### Aim of the task
Copy out the data below as written; omit any images.

(Records of labeled points)
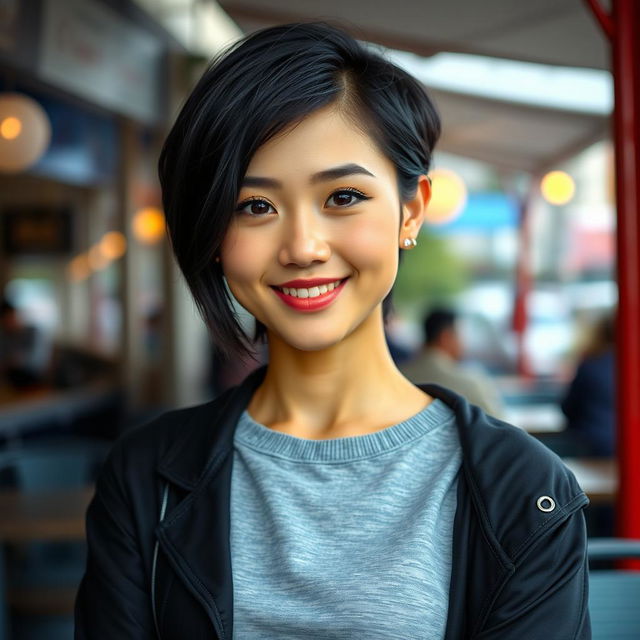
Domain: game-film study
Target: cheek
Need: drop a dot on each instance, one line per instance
(243, 257)
(373, 243)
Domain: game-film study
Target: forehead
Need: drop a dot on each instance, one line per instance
(322, 139)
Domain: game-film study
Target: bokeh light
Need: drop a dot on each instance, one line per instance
(149, 225)
(78, 269)
(557, 187)
(10, 128)
(25, 132)
(448, 197)
(113, 245)
(97, 259)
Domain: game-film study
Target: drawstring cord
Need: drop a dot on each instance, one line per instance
(165, 496)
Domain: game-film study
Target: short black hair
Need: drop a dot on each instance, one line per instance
(261, 85)
(436, 322)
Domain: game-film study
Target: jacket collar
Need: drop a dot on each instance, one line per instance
(206, 435)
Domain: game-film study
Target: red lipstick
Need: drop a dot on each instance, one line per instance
(307, 305)
(301, 283)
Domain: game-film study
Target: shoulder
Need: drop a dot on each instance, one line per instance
(146, 447)
(520, 489)
(523, 487)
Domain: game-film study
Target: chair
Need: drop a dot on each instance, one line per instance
(41, 578)
(614, 594)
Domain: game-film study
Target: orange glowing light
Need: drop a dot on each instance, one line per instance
(10, 128)
(97, 260)
(448, 197)
(557, 187)
(79, 269)
(113, 245)
(149, 225)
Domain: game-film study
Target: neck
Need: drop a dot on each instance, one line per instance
(350, 388)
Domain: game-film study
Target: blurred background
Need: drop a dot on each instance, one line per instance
(98, 332)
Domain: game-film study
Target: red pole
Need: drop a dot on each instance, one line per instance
(523, 281)
(623, 28)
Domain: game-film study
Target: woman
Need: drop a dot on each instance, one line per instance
(326, 496)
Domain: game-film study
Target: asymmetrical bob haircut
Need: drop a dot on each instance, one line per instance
(258, 88)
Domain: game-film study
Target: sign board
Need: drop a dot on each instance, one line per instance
(91, 51)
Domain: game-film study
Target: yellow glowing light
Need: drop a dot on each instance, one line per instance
(557, 187)
(97, 260)
(79, 269)
(113, 245)
(10, 128)
(25, 132)
(149, 225)
(448, 197)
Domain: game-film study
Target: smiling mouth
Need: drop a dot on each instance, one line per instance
(311, 292)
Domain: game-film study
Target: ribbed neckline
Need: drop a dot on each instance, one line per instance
(258, 437)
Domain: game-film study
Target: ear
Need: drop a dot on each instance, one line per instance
(413, 210)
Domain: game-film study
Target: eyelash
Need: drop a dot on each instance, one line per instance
(360, 197)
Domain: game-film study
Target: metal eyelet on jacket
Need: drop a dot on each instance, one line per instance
(546, 504)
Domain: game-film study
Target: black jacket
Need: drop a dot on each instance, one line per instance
(519, 564)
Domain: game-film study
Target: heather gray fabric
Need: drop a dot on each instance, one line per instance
(345, 538)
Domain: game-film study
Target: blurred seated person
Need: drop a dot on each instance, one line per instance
(589, 404)
(439, 362)
(23, 360)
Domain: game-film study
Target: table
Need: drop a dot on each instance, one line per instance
(43, 515)
(598, 477)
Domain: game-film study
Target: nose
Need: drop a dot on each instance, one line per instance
(303, 242)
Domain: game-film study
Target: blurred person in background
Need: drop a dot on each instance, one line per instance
(322, 497)
(589, 403)
(23, 353)
(439, 362)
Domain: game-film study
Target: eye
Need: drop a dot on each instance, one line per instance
(255, 207)
(345, 198)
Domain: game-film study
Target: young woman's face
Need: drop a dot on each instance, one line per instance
(313, 249)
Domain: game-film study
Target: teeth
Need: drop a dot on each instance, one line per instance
(313, 292)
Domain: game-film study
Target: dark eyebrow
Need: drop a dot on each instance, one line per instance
(340, 172)
(322, 176)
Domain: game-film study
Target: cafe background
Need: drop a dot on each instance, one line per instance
(99, 333)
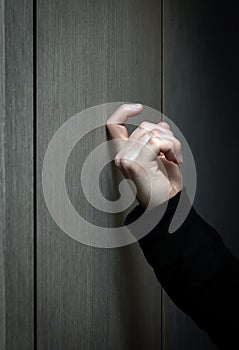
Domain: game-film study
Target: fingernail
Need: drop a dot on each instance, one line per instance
(137, 105)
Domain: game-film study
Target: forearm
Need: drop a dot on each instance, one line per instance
(196, 270)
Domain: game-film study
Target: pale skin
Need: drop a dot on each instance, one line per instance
(150, 156)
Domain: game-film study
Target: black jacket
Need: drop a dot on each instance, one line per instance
(196, 270)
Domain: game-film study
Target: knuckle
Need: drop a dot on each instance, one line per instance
(143, 125)
(124, 106)
(178, 144)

### Output for this exercise
Domain: game-film study
Target: cheek
Need: drop a dot on each instance, one line per instance
(243, 257)
(373, 243)
Domain: game-film study
Target: forehead
Need: drop a dot on each instance, one line per instance
(322, 139)
Domain: game-film study
Target: bokeh light
Need: drop a dot on each instance, one line per instance
(149, 225)
(78, 269)
(557, 187)
(10, 128)
(25, 132)
(448, 197)
(113, 245)
(97, 259)
Domain: game-film study
Target: drawstring cord
Need: drop a dot on each instance, one line per instance
(165, 496)
Domain: game-film study
Target: short black hair
Need: drop a dot on each instance, one line per instance
(261, 85)
(436, 322)
Domain: game-film study
Target: jacket collar
Need: drop a dot on each instance, one line per instance
(206, 435)
Domain: game-film study
Target: red lipstick
Need: drop a dot on each instance, one line per instance
(307, 305)
(301, 283)
Domain: game-film study
Target: shoulder
Need: drop a dot on each instance, one line per instance
(146, 447)
(520, 489)
(523, 487)
Domain: game-film study
Target: chair
Need: drop a dot on each instance, one line per instance
(41, 578)
(614, 594)
Domain: game-film study
Target: orange glowing light
Need: drop a dot on each instance, one line per instance
(10, 128)
(97, 260)
(448, 197)
(557, 187)
(79, 269)
(113, 245)
(149, 225)
Domain: game-film study
Target: neck
Need: drop a dot on each instance, one line per instance
(350, 388)
Domain: game-film study
Target: blurred background
Need: drop a dot on each instance, one line per instance
(98, 332)
Domain: game-film study
Target: red pole
Need: drop a dot on each instance, one line per instance
(523, 281)
(623, 28)
Domain: game-film study
Target: woman
Need: drop a dot on each instance, one line per instance
(326, 496)
Domain: game-film study
Target: asymmetrical bob haircut
Need: drop a dot on each instance, one line per instance
(258, 88)
Domain: game-film study
Target: sign board
Need: drop a dot on each instance, one line per instance
(91, 51)
Domain: game-film study
Target: yellow glowing light
Need: drop a dot on each instance, one line per instance
(557, 187)
(97, 260)
(79, 269)
(113, 245)
(10, 128)
(25, 132)
(149, 225)
(448, 197)
Domain: game-film study
Target: smiling mouth
Need: drop a dot on each instance, one line per instance
(311, 292)
Domain: game-film study
Target: ribbed neckline
Need: drop a dot on each instance, one line per instance
(258, 437)
Domain: game-film study
Target: ear
Need: drop a dot on each instance, one line per instance
(413, 210)
Domain: game-film study
Target: eyelash
Need: drop a dot on each instance, one line per instance
(360, 197)
Domain: game-film study
Target: metal eyelet on jacket
Need: drop a dot on each instance, one line per instance
(546, 504)
Domain: game-film study
Target: black jacket
Need: drop a dot on each instance, one line per instance
(519, 564)
Domain: game-film study
Target: heather gray fabric
Need: drop a dot on each instance, one line per instance
(345, 538)
Domain: game-film study
Target: blurred seated person
Need: drop a dot on each instance, one line per instance
(589, 404)
(439, 362)
(23, 360)
Domain: game-film study
Target: table
Need: drop a dot on each instance, one line per instance
(43, 515)
(598, 477)
Domain: game-film study
Target: nose
Need: drop a dot on each instance, one line per instance
(303, 242)
Domain: game-film study
Target: blurred person in background
Need: drop a dot on each instance, one line per instance
(322, 497)
(589, 403)
(23, 353)
(439, 362)
Domain: game-film study
Target: eye
Need: drop a dot on each instance, one line per instance
(255, 207)
(345, 198)
Domain: game-film study
Target: young woman's face
Need: drop a dot on each instance, one line per instance
(313, 249)
Domain: game-film study
Target: teeth
Need: drop a dot on each instance, one line per instance
(313, 292)
Domain: game-film study
Target: dark eyebrow
Need: drop a dot on each instance, one line per instance
(340, 172)
(322, 176)
Domain: game-film study
Target: cafe background
Need: drop a dot on each instance, one line per instance
(99, 333)
Domain: game-film study
Target: fingernail
Need: drop a dot on each instance, one line per instance
(137, 105)
Domain: game-film study
Target: forearm
Need: drop a dot on each instance, one line per instance
(196, 270)
Domain: game-film study
Target: pale skin
Need: drop a dot on each instance, one line per instance
(150, 156)
Domain: game-film study
Target: black jacket
Need: drop a dot on each instance, one line per instance
(196, 270)
Domain: game-film study
Target: knuckle
Need: drop a dot on each instance, one line per instance
(143, 125)
(124, 106)
(178, 144)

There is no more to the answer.